What to do
Please count the lines in the listing below that contain the word "dark", and reply with that number alone.

#### Input for this task

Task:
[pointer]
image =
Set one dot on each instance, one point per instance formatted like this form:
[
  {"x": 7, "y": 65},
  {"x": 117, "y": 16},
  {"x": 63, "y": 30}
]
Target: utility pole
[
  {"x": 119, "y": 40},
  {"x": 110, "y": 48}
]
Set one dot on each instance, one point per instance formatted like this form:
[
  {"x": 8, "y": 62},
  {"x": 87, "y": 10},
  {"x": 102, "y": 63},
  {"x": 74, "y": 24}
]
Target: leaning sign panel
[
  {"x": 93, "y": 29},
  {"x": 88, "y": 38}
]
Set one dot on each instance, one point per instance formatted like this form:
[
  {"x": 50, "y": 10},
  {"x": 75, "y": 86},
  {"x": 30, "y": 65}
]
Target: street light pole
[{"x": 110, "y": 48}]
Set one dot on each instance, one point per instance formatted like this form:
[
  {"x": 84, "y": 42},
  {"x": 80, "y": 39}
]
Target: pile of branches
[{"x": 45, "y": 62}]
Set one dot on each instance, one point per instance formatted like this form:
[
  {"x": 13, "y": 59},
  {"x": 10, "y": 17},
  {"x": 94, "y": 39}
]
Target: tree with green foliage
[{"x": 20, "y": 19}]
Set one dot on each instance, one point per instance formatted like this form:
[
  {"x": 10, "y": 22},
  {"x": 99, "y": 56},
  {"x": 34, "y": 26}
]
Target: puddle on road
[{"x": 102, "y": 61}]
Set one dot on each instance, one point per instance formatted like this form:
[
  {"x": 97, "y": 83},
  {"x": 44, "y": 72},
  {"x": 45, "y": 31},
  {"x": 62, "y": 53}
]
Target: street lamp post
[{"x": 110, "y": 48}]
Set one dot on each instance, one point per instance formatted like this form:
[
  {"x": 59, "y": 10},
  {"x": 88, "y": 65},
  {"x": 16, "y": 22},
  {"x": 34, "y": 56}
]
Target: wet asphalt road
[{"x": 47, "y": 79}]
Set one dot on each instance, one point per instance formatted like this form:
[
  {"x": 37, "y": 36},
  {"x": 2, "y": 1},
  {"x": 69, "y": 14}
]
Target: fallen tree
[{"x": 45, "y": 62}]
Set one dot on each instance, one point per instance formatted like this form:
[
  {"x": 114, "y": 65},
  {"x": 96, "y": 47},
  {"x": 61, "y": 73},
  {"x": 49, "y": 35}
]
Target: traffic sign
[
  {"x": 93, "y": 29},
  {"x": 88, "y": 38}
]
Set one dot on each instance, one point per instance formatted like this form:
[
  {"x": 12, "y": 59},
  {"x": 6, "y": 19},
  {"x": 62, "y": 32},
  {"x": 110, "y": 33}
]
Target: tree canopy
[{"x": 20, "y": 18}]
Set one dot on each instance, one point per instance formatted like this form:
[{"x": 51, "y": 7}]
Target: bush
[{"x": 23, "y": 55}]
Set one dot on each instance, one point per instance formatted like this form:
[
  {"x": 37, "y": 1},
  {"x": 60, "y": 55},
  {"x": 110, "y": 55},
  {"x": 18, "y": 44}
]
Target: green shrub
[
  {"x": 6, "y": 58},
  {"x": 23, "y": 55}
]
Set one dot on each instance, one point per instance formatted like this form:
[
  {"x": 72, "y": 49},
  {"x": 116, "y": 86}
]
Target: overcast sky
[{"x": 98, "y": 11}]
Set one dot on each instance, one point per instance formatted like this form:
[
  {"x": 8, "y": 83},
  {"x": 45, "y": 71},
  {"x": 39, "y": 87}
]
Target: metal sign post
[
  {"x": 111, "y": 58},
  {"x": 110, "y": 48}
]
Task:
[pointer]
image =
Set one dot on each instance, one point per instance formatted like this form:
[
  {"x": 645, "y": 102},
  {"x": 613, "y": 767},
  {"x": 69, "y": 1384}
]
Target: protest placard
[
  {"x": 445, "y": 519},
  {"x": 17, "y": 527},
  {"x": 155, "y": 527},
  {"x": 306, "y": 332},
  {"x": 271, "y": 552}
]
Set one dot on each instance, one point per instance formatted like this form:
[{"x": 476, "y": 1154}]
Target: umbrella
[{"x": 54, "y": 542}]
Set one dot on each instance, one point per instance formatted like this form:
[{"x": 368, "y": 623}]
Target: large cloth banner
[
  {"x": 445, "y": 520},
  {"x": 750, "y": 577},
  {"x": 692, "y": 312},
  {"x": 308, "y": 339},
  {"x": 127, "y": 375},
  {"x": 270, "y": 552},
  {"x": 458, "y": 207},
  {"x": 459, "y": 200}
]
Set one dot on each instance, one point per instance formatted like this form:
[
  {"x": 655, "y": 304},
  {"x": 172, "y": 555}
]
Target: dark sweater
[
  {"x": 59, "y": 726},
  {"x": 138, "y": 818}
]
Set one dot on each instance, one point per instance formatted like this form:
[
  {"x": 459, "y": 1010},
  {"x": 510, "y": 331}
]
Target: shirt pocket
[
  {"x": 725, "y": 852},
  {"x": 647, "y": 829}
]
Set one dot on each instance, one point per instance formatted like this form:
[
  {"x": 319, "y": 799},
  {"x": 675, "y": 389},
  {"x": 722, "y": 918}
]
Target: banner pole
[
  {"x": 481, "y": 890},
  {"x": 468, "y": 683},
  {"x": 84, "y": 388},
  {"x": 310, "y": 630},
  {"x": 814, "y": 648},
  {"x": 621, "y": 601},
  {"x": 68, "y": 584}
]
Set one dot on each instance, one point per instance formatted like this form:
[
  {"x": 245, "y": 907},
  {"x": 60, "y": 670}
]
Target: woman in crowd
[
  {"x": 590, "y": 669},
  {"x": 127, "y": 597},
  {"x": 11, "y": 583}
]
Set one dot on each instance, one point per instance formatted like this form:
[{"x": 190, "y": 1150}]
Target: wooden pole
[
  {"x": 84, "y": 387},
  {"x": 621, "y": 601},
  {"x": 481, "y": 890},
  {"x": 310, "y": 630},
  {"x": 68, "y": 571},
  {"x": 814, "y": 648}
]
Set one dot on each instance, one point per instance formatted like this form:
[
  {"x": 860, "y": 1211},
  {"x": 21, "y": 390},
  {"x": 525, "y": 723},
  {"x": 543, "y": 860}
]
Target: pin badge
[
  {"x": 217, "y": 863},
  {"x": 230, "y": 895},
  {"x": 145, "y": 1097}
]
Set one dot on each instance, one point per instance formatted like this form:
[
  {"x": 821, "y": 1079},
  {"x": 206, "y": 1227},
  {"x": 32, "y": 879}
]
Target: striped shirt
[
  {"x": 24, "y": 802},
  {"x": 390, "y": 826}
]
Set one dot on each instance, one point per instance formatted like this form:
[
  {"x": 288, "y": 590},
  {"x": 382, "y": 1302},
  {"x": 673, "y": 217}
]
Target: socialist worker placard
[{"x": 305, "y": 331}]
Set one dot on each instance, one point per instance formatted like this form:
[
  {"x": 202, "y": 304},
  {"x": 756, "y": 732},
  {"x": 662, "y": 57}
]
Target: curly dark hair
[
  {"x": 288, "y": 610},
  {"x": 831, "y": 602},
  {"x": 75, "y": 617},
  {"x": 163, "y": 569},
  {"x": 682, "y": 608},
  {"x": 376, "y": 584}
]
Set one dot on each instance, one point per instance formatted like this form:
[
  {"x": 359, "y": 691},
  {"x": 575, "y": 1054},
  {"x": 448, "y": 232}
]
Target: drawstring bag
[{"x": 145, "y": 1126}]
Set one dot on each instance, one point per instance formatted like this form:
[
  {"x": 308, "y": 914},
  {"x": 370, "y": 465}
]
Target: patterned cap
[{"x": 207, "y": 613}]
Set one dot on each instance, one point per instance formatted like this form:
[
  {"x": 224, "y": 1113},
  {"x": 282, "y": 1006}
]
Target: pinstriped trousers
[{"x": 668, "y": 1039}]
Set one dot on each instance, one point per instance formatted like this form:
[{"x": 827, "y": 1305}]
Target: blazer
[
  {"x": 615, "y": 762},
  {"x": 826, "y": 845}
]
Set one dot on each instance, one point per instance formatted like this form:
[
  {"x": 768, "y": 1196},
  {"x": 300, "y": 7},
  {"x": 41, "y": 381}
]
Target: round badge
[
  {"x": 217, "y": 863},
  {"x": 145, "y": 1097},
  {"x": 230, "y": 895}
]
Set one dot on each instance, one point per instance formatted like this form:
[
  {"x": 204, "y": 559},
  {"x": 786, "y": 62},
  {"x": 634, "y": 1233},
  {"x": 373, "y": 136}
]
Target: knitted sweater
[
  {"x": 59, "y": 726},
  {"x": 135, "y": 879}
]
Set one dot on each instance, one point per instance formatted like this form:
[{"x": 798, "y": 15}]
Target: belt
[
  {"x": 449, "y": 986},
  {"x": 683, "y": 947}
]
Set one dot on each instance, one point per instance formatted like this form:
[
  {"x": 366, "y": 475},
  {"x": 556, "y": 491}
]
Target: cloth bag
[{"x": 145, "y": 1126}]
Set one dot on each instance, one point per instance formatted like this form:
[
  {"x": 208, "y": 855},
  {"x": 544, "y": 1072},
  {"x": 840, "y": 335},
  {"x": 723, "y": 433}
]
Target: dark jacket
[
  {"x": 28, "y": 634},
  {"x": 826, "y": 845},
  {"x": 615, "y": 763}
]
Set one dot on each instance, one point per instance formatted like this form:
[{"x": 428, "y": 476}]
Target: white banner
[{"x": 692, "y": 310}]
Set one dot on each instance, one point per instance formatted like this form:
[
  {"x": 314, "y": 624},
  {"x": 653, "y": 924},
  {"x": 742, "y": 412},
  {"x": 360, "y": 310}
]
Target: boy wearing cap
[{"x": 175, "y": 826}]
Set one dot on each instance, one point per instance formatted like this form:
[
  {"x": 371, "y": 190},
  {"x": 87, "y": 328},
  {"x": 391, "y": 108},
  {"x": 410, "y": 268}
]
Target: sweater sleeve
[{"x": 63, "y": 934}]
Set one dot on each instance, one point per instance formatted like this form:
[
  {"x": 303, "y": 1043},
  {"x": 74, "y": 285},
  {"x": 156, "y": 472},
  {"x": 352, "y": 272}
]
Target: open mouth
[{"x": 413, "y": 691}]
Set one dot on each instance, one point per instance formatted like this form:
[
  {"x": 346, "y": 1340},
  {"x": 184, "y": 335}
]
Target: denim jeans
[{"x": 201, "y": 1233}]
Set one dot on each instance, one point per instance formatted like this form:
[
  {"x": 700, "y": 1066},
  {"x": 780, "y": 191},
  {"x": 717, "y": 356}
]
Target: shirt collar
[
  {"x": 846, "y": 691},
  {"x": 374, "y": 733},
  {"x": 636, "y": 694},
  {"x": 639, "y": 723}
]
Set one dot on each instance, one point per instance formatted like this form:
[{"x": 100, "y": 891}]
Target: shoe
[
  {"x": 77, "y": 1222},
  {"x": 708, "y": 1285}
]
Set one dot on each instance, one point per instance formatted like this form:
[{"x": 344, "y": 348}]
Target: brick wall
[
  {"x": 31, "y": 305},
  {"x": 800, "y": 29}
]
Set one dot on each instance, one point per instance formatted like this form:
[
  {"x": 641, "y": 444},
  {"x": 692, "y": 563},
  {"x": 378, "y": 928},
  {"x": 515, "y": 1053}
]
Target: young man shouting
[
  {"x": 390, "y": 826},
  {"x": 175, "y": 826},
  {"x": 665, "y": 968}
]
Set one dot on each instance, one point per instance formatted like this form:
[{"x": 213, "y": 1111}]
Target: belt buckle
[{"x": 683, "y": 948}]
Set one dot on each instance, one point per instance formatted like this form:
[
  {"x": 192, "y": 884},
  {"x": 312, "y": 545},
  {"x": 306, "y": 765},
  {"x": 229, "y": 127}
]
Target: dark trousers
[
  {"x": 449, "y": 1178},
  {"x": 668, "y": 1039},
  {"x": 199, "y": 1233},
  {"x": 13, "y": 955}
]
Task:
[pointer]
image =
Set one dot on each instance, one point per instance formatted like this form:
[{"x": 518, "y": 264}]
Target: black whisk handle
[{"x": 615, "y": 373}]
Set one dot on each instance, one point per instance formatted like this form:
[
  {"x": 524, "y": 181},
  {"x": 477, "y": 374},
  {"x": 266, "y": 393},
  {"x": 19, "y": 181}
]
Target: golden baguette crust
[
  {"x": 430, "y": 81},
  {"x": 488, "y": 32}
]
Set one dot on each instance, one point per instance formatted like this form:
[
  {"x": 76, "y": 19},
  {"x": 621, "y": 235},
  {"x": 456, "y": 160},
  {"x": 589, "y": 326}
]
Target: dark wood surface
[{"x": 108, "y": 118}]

########

Solution for this exercise
5